Indian tactical to short-range ballistic missile

Pralay (lit. 'Apocalypse') is a canisterised surface-to-surface, short-range, tactical ballistic missile, developed by the Defence Research and Development Organisation. It uses a combination of technologies created for the Prahaar tactical missile, and the exoatmospheric interceptor Prithvi Defence Vehicle. The project to develop Pralay was sanctioned in March 2015 with a budget of ₹332.88 crore and became ready for induction in 2022.

Pralay will become a part of the Integrated Rocket Force along with Nirbhay, BrahMos, and Pinaka.

== Development ==
Research Centre Imarat is the lead integrator of this project. Pralay belongs to the same class as Dongfeng 12 (CSS-X-15), Precision Strike Missile, 9K720 Iskander and Hyunmoo 2. Powered by a solid fuel rocket motor, the missile reportedly has the ability to perform terminal maneuvers to hinder anti-ballistic missile interceptors.

It was developed by DRDO under Project Pralay, to counter China's Dongfeng-12, and Pakistan's Nasr short-range missiles. Time from deployment to launch is reportedly within 10 minutes, while transition time from command to launch is reportedly 60 seconds. Bharat Electronics and Bharat Dynamics Limited are the development and production partners for the programme.

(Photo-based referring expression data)
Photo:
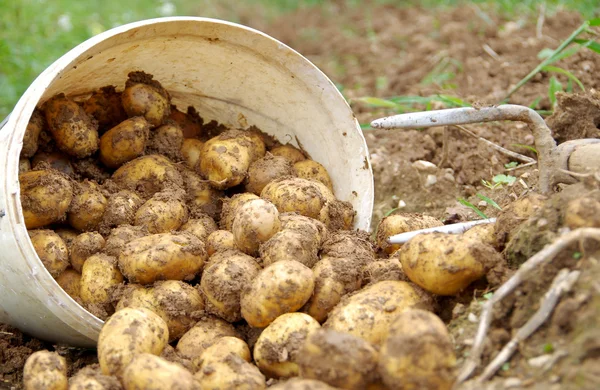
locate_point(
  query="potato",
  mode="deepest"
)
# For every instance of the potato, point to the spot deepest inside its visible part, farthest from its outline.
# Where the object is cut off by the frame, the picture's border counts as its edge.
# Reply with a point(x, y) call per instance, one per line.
point(219, 240)
point(265, 170)
point(45, 197)
point(85, 245)
point(190, 151)
point(149, 372)
point(148, 175)
point(445, 264)
point(164, 212)
point(128, 333)
point(223, 281)
point(51, 250)
point(45, 370)
point(99, 275)
point(334, 278)
point(277, 349)
point(368, 313)
point(167, 140)
point(417, 353)
point(230, 208)
point(74, 132)
point(225, 159)
point(291, 153)
point(145, 97)
point(88, 206)
point(282, 287)
point(401, 223)
point(339, 359)
point(201, 226)
point(207, 331)
point(254, 223)
point(70, 281)
point(162, 256)
point(124, 142)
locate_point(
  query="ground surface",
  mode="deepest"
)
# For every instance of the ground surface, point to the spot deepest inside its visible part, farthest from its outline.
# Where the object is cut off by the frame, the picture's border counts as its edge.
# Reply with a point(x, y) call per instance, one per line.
point(385, 51)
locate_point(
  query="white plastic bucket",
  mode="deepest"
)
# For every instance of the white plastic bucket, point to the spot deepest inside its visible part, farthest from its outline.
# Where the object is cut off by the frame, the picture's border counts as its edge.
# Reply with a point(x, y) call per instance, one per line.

Exercise description
Retype the entire Pralay missile text exactly, word for word.

Solution to the problem
Indian tactical to short-range ballistic missile

Pralay (lit. 'Apocalypse') is a canisterised surface-to-surface, short-range, tactical ballistic missile, developed by the Defence Research and Development Organisation. It uses a combination of technologies created for the Prahaar tactical missile, and the exoatmospheric interceptor Prithvi Defence Vehicle. The project to develop Pralay was sanctioned in March 2015 with a budget of ₹332.88 crore and became ready for induction in 2022.

Pralay will become a part of the Integrated Rocket Force along with Nirbhay, BrahMos, and Pinaka.

== Development ==
Research Centre Imarat is the lead integrator of this project. Pralay belongs to the same class as Dongfeng 12 (CSS-X-15), Precision Strike Missile, 9K720 Iskander and Hyunmoo 2. Powered by a solid fuel rocket motor, the missile reportedly has the ability to perform terminal maneuvers to hinder anti-ballistic missile interceptors.

It was developed by DRDO under Project Pralay, to counter China's Dongfeng-12, and Pakistan's Nasr short-range missiles. Time from deployment to launch is reportedly within 10 minutes, while transition time from command to launch is reportedly 60 seconds. Bharat Electronics and Bharat Dynamics Limited are the development and production partners for the programme.